━━━ Records ━━━

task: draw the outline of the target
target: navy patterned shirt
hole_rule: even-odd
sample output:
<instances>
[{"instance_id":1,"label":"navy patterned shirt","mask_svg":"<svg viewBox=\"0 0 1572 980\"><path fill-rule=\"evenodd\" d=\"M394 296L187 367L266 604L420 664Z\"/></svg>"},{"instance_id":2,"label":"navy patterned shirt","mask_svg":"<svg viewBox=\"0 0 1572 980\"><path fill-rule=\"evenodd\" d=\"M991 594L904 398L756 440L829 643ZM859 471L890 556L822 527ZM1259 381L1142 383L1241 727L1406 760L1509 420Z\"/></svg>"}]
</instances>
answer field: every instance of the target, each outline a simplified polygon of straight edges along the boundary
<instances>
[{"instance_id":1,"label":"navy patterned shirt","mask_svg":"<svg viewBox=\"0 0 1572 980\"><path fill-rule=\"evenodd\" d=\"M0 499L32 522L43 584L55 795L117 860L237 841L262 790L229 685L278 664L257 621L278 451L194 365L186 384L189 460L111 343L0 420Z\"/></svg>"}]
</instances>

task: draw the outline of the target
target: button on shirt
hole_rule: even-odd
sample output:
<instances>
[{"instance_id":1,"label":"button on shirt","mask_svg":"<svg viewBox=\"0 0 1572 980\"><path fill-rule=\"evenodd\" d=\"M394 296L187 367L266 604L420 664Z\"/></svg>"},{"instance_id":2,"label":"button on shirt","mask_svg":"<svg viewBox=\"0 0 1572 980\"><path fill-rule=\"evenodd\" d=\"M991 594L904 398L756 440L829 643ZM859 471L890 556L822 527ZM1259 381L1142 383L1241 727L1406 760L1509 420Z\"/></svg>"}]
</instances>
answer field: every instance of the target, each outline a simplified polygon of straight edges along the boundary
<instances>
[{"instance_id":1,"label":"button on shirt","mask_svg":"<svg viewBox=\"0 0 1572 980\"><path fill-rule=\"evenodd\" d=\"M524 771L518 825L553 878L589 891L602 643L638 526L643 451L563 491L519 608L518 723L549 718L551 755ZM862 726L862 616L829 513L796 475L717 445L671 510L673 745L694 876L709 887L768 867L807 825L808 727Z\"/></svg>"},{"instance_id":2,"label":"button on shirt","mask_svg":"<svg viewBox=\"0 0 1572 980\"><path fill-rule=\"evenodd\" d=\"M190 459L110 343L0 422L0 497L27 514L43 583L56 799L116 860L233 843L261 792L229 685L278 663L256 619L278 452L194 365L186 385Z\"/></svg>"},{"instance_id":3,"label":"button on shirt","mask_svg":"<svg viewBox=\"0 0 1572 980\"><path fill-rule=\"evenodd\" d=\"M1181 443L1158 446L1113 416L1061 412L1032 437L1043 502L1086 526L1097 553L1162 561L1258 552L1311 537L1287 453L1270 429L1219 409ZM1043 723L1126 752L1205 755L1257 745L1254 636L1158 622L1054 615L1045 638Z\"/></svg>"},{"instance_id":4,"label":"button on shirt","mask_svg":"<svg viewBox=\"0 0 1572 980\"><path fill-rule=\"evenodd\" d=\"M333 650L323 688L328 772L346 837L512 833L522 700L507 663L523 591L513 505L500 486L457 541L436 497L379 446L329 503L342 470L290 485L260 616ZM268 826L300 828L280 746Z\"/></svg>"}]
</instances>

━━━

Word for word, restate the lines above.

- [Response below]:
task: draw the outline of the target
target: navy patterned shirt
hole_rule: even-odd
sample output:
<instances>
[{"instance_id":1,"label":"navy patterned shirt","mask_svg":"<svg viewBox=\"0 0 1572 980\"><path fill-rule=\"evenodd\" d=\"M394 296L187 367L266 604L420 664Z\"/></svg>"},{"instance_id":2,"label":"navy patterned shirt","mask_svg":"<svg viewBox=\"0 0 1572 980\"><path fill-rule=\"evenodd\" d=\"M991 594L904 398L756 440L829 643ZM859 471L890 556L822 527ZM1259 381L1142 383L1241 727L1406 760L1509 420Z\"/></svg>"}]
</instances>
answer field: every instance of the target, each outline a simplified polygon of straight edges along the boundary
<instances>
[{"instance_id":1,"label":"navy patterned shirt","mask_svg":"<svg viewBox=\"0 0 1572 980\"><path fill-rule=\"evenodd\" d=\"M0 499L32 522L43 584L55 795L117 860L237 841L262 790L229 685L278 664L257 621L278 451L194 365L186 384L189 460L111 343L0 420Z\"/></svg>"}]
</instances>

task: draw the outline of the target
target: button on shirt
hole_rule: even-odd
sample output:
<instances>
[{"instance_id":1,"label":"button on shirt","mask_svg":"<svg viewBox=\"0 0 1572 980\"><path fill-rule=\"evenodd\" d=\"M394 296L187 367L266 604L420 664Z\"/></svg>"},{"instance_id":2,"label":"button on shirt","mask_svg":"<svg viewBox=\"0 0 1572 980\"><path fill-rule=\"evenodd\" d=\"M991 594L904 398L756 440L829 643ZM859 471L890 556L822 527ZM1259 381L1142 383L1241 727L1406 760L1509 420Z\"/></svg>"}]
</instances>
answer field: every instance of the target, each outline a simplified polygon of straight edges along the boundary
<instances>
[{"instance_id":1,"label":"button on shirt","mask_svg":"<svg viewBox=\"0 0 1572 980\"><path fill-rule=\"evenodd\" d=\"M524 771L518 825L553 878L589 891L602 643L638 526L643 451L563 491L519 608L518 723L549 718L551 755ZM862 726L862 616L829 513L796 475L717 445L671 510L673 745L694 876L709 887L768 867L807 825L808 727Z\"/></svg>"},{"instance_id":2,"label":"button on shirt","mask_svg":"<svg viewBox=\"0 0 1572 980\"><path fill-rule=\"evenodd\" d=\"M190 459L110 343L0 422L0 497L27 514L43 583L56 799L116 860L233 843L261 792L229 685L278 663L256 619L278 452L194 365L186 385Z\"/></svg>"},{"instance_id":3,"label":"button on shirt","mask_svg":"<svg viewBox=\"0 0 1572 980\"><path fill-rule=\"evenodd\" d=\"M1181 443L1158 446L1113 416L1061 412L1032 437L1043 502L1086 526L1097 553L1162 561L1258 552L1311 537L1287 453L1270 429L1219 409ZM1043 723L1126 752L1205 755L1257 745L1254 636L1158 622L1054 615L1045 638Z\"/></svg>"},{"instance_id":4,"label":"button on shirt","mask_svg":"<svg viewBox=\"0 0 1572 980\"><path fill-rule=\"evenodd\" d=\"M333 650L323 688L328 772L346 837L512 833L522 700L507 663L523 591L513 505L500 486L457 541L436 497L379 446L329 503L342 470L290 485L260 616ZM268 826L300 828L280 746Z\"/></svg>"}]
</instances>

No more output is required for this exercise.